### Extrait du texte
━━━━━━

Si les X-files sont connues pour présenter toutes sortes de fictions et de théories farfelues, exploitant les l’occultisme et l’ufologie, quel peut bien être le lien avec une théorie de référence dans les sciences de l’information ? Peut-être rien, justement. Il est tout à fait possible que ce ne soit qu’une association d’idées. Les humains sont particulièrement doués pour identifier des motifs significatifs, même là où il n’y en a pas. Il s’agit d’un phénomène intéressant en psychologie nommé paréidolie, pensez aux formes des nuages ou au test de Rorschach.

━━━━━━

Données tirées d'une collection
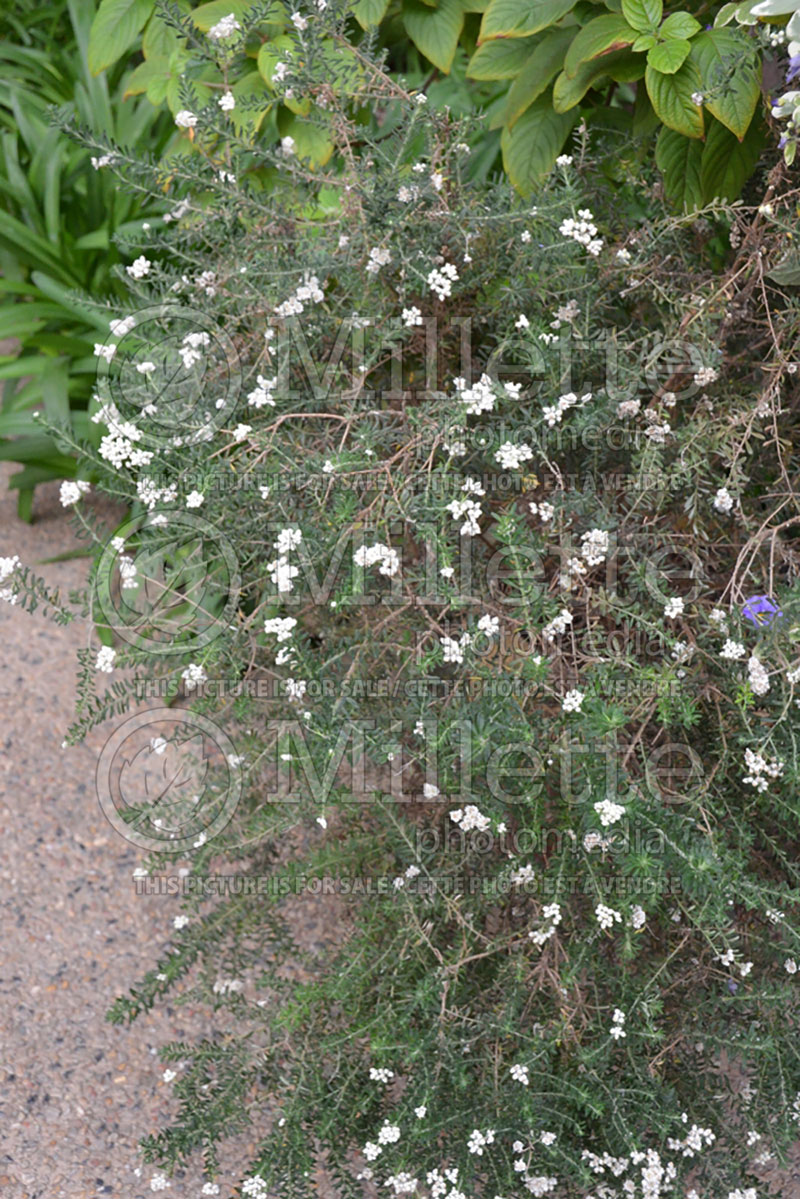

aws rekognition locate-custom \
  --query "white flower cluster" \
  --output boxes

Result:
[367,246,392,275]
[275,275,325,319]
[453,374,495,416]
[542,391,591,429]
[494,441,534,470]
[207,12,241,42]
[595,903,622,929]
[95,645,116,674]
[266,529,302,592]
[467,1128,494,1157]
[59,478,91,508]
[353,542,399,577]
[247,375,278,408]
[714,487,735,513]
[747,653,770,695]
[594,799,625,829]
[581,529,608,566]
[528,903,561,948]
[450,803,491,832]
[742,749,783,791]
[559,209,603,258]
[428,263,458,300]
[608,1007,627,1041]
[542,608,572,641]
[447,478,486,537]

━━━━━━

### Consigne
Recopiez le passage de l'extrait sur les X-files qui va de « Si les X-files » jusqu'à « test de Rorschach. », en substituant « étoiles » à « nuages ».

### Résultat obtenu
Si les X-files sont connues pour présenter toutes sortes de fictions et de théories farfelues, exploitant les l’occultisme et l’ufologie, quel peut bien être le lien avec une théorie de référence dans les sciences de l’information ? Peut-être rien, justement. Il est tout à fait possible que ce ne soit qu’une association d’idées. Les humains sont particulièrement doués pour identifier des motifs significatifs, même là où il n’y en a pas. Il s’agit d’un phénomène intéressant en psychologie nommé paréidolie, pensez aux formes des étoiles ou au test de Rorschach.